■ **Extracted records**:

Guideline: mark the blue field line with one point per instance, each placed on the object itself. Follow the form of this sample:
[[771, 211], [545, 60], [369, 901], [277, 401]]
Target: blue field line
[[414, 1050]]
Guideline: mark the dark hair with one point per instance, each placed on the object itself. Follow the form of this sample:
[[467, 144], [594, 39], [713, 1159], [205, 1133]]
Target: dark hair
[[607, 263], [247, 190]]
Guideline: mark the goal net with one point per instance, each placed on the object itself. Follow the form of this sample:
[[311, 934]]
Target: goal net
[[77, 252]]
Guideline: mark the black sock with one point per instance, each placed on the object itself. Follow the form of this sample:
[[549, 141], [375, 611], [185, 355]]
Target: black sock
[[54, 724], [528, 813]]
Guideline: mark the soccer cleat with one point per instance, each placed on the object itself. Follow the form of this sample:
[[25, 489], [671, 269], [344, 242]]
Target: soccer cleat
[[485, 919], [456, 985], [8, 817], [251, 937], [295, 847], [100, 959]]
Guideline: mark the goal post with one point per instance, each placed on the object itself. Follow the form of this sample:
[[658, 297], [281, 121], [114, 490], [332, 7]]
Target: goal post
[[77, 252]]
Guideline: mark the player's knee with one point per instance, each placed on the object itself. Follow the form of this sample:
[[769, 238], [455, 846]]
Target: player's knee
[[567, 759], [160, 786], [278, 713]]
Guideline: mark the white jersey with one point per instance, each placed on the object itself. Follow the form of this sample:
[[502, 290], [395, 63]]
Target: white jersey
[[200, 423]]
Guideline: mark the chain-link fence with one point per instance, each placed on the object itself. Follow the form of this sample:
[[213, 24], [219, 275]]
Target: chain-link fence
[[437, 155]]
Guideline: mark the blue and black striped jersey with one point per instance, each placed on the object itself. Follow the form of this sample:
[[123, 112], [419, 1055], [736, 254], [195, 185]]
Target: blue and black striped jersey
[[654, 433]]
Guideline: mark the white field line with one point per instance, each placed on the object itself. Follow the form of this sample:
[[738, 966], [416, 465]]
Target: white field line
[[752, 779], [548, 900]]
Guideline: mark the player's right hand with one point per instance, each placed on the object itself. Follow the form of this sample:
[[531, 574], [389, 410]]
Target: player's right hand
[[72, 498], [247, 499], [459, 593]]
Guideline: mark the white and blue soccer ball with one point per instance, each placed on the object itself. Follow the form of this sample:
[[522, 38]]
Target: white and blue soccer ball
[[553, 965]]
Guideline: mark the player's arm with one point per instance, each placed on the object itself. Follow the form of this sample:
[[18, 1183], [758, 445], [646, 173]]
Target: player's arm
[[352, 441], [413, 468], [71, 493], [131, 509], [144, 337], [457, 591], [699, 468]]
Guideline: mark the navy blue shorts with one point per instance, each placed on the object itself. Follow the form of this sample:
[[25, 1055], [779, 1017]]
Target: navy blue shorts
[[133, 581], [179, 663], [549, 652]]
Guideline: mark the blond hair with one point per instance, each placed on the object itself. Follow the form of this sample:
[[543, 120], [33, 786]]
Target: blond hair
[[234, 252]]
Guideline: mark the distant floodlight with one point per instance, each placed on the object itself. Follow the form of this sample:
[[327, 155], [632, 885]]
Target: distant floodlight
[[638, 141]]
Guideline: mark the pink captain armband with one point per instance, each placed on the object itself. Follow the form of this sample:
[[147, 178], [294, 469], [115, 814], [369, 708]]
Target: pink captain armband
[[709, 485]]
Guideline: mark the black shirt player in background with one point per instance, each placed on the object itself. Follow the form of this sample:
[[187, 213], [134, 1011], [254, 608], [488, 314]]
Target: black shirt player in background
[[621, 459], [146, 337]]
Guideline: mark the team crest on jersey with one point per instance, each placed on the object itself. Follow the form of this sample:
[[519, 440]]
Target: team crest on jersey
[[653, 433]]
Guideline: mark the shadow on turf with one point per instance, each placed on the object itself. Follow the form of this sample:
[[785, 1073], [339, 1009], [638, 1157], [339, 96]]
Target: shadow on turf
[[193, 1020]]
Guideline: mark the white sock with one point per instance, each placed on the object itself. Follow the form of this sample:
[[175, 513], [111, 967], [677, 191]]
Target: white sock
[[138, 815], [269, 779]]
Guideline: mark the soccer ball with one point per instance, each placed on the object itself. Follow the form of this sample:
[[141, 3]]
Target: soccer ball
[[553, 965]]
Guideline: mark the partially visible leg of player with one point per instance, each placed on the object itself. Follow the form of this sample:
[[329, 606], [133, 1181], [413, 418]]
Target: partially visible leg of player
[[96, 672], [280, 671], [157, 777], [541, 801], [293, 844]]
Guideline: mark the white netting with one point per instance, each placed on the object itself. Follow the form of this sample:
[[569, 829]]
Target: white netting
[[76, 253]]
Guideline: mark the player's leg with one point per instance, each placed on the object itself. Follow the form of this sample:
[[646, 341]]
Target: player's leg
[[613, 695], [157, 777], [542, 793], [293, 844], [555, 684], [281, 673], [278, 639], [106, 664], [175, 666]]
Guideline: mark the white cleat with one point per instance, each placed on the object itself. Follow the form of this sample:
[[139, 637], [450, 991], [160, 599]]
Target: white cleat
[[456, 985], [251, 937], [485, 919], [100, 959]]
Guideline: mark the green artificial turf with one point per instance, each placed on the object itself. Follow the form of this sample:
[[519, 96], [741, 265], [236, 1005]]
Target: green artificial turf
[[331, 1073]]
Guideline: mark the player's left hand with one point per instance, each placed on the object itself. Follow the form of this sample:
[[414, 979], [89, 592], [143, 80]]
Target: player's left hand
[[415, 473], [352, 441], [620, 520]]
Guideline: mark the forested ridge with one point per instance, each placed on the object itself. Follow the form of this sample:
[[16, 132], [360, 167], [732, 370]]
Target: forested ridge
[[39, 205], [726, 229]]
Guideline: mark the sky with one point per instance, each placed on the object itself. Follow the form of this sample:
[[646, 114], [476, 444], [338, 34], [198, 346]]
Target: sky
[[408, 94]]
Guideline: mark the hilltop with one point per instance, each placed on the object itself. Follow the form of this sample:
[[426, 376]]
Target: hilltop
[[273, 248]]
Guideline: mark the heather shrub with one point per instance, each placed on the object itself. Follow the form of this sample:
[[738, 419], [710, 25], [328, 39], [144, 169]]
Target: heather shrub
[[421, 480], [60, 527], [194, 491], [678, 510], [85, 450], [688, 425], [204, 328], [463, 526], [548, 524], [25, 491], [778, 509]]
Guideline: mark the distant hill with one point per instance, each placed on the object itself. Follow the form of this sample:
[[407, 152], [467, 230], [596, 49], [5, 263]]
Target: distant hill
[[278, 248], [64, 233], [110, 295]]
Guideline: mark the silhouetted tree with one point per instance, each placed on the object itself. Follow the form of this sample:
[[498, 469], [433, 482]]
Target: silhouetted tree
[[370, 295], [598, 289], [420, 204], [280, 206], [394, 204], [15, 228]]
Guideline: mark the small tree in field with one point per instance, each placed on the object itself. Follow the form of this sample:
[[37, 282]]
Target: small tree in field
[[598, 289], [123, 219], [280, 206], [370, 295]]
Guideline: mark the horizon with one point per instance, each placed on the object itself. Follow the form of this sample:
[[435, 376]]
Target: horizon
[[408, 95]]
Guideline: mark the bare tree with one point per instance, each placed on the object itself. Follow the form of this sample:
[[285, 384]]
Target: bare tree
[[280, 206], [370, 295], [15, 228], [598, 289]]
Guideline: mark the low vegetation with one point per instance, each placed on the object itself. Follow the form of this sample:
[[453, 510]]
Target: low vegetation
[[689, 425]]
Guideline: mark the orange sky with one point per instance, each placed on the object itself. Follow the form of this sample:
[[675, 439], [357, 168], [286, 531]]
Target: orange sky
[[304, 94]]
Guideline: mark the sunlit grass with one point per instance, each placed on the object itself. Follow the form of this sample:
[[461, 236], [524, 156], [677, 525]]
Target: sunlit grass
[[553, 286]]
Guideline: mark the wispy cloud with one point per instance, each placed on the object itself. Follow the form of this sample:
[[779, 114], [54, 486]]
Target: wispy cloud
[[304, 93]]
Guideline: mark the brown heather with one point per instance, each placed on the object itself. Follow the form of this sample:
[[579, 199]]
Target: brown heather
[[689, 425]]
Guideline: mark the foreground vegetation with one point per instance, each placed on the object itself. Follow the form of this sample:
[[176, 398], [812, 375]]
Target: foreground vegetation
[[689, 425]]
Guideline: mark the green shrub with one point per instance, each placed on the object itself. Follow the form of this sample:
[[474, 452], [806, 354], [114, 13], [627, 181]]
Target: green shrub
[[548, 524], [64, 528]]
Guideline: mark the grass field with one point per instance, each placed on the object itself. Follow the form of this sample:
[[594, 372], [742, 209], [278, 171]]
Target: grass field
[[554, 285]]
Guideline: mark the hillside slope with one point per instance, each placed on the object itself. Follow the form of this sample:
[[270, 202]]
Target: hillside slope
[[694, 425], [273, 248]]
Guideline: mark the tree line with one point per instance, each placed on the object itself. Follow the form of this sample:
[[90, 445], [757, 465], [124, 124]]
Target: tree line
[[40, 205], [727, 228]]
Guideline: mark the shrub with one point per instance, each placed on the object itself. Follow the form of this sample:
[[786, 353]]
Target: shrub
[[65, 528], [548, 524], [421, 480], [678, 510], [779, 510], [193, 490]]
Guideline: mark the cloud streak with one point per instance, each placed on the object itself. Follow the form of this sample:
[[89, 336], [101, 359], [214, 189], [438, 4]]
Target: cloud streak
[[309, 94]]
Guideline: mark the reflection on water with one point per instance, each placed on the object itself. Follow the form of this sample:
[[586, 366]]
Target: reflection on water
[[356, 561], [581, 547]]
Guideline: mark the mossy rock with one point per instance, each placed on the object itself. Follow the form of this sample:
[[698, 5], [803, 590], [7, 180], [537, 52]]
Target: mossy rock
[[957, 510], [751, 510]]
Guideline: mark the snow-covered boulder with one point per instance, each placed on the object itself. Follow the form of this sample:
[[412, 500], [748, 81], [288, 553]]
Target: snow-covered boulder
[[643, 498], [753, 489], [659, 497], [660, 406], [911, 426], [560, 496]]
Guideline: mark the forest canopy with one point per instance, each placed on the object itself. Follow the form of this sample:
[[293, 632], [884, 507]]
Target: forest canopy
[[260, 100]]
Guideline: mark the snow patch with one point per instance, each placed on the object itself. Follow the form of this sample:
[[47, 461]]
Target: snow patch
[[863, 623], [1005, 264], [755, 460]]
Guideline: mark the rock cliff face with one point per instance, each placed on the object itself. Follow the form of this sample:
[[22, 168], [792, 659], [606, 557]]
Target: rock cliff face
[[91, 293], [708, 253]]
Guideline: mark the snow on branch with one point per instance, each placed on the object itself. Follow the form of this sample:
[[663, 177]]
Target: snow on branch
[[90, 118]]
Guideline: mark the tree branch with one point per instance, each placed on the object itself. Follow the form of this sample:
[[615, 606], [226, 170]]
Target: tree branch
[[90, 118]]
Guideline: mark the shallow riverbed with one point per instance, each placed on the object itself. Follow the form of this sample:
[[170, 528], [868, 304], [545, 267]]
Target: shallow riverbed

■ **Set exercise**:
Reproduce the lines of the records above without any changes, starting with the line that contains "Guideline: mark the goal post" and ending with the line that contains "[[133, 581], [179, 663], [549, 652]]", with both of those lines included.

■ **Final result**:
Guideline: mark the goal post with one point per instance, each placed on the object itself. Follow the form of this sample:
[[658, 297], [281, 121], [114, 490], [332, 7]]
Target: goal post
[[77, 252]]
Guideline: mark the player's knee with one point per instance, each placed on the object itself. Follow the form of this sample:
[[769, 238], [455, 846]]
Target: player's knee
[[567, 759], [160, 786], [278, 713]]
Guideline: mark the white jersey with one point per instance, each placed on the object itself. Follow the form of this sample:
[[502, 290], [395, 63]]
Target: white jersey
[[200, 423]]
Guideline: mark the chain-link fence with one point per instance, each placed on the object itself. Follow the form of this sample:
[[213, 24], [219, 275]]
Target: chain-link fence
[[437, 155]]
Guideline: mark the blue and black striped jersey with one point per instance, each placed on the object itself. Follow the form of this sample:
[[123, 112], [419, 1055], [736, 254], [195, 185]]
Target: blue and black striped jersey
[[654, 433]]
Guideline: mark the white field line with one point per instance, each placed on the object itself. Follow the form of this sample:
[[738, 966], [416, 465]]
Target: white field line
[[752, 779], [548, 900]]
Guideline: mark the player's right hand with one point per instance, each placed on the object itself. Follow the form of this sample:
[[531, 574], [389, 410]]
Target: player's right hand
[[72, 498], [247, 499], [459, 593]]
Guideline: mark the white and blue soccer ball with one point per instance, each placed on the object itself. Follow the form of this sample:
[[522, 38]]
Target: white and blue soccer ball
[[553, 965]]
Guideline: mark the player's arm with one point per instance, each placed on the object itself. Follow the form of this sample:
[[18, 1183], [758, 445], [646, 173]]
Target: player's arm
[[352, 441], [413, 468], [71, 493], [131, 509], [144, 337], [457, 591], [699, 468]]
Guideline: mark the navy blue shorts with one point per instance, each placed on the object itself. Follow the form of this sample:
[[25, 1055], [779, 1017]]
Target: navy blue shorts
[[133, 581], [179, 663], [549, 652]]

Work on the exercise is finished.